Your objective: Copy the lines from the very first one up to and including the line containing "5L192 5L192 9L204".

Available data:

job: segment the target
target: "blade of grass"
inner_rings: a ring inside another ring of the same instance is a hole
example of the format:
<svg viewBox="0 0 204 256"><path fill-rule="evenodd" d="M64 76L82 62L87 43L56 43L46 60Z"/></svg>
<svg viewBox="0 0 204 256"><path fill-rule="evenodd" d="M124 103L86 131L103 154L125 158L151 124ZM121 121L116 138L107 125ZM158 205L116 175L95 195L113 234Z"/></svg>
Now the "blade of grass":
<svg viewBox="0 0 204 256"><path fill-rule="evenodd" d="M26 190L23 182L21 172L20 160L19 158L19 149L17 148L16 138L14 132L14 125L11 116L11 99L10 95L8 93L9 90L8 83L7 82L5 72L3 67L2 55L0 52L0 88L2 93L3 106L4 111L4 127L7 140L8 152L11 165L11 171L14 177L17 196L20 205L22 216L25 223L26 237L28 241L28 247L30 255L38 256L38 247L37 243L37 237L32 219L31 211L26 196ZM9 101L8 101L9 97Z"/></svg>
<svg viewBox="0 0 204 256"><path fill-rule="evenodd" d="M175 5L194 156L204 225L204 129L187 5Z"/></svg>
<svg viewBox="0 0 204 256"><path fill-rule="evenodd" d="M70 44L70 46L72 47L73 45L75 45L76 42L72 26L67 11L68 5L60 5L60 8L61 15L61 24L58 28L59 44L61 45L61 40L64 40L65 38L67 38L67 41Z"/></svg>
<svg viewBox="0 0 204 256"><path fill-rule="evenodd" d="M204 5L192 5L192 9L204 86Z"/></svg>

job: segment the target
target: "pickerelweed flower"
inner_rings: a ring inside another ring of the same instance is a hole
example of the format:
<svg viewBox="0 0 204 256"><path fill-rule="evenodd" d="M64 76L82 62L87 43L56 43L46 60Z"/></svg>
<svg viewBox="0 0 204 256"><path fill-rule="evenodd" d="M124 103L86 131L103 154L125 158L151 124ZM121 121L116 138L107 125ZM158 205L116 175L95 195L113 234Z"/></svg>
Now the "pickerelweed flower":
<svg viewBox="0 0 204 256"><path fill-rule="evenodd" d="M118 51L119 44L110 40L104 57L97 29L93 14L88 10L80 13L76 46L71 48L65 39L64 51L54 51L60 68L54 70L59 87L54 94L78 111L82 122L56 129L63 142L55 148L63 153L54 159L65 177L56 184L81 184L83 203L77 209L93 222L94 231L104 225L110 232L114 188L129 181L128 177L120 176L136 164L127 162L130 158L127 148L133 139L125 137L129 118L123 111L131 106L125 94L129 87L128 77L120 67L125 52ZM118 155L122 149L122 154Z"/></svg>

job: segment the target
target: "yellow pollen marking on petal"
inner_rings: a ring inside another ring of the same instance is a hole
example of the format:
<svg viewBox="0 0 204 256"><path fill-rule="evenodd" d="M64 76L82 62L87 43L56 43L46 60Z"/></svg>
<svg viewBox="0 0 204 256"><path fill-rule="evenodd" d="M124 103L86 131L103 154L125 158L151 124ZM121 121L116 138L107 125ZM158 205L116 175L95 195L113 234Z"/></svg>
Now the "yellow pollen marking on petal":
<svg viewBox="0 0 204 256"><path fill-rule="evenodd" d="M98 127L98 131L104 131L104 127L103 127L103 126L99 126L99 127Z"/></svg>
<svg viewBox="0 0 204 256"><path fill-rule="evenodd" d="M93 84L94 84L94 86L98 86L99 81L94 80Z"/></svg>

Exercise result:
job: segment the target
target: "blade of grass"
inner_rings: a ring inside another ring of the same instance is a hole
example of the format:
<svg viewBox="0 0 204 256"><path fill-rule="evenodd" d="M64 76L82 62L87 43L56 43L46 60Z"/></svg>
<svg viewBox="0 0 204 256"><path fill-rule="evenodd" d="M124 103L86 131L103 154L125 158L151 124ZM121 121L116 138L107 125ZM158 205L116 175L95 195L113 234Z"/></svg>
Now the "blade of grass":
<svg viewBox="0 0 204 256"><path fill-rule="evenodd" d="M26 190L23 182L21 172L20 160L19 158L19 149L17 148L16 138L14 132L14 125L11 116L11 99L10 95L8 93L9 90L8 83L7 82L5 72L3 67L2 55L0 52L0 88L2 93L3 106L4 111L4 127L7 140L8 152L11 165L11 171L14 177L17 196L20 205L22 216L25 223L26 237L28 241L28 247L30 255L38 256L38 247L37 243L37 237L32 219L31 211L26 196ZM9 101L8 101L9 97Z"/></svg>
<svg viewBox="0 0 204 256"><path fill-rule="evenodd" d="M175 5L194 156L204 225L204 129L187 5Z"/></svg>
<svg viewBox="0 0 204 256"><path fill-rule="evenodd" d="M70 44L70 46L72 47L73 45L75 45L76 42L72 26L67 11L68 5L60 5L60 8L61 15L61 24L58 28L59 44L61 45L61 40L64 40L65 38L67 38L67 41Z"/></svg>
<svg viewBox="0 0 204 256"><path fill-rule="evenodd" d="M204 5L192 5L192 9L204 86Z"/></svg>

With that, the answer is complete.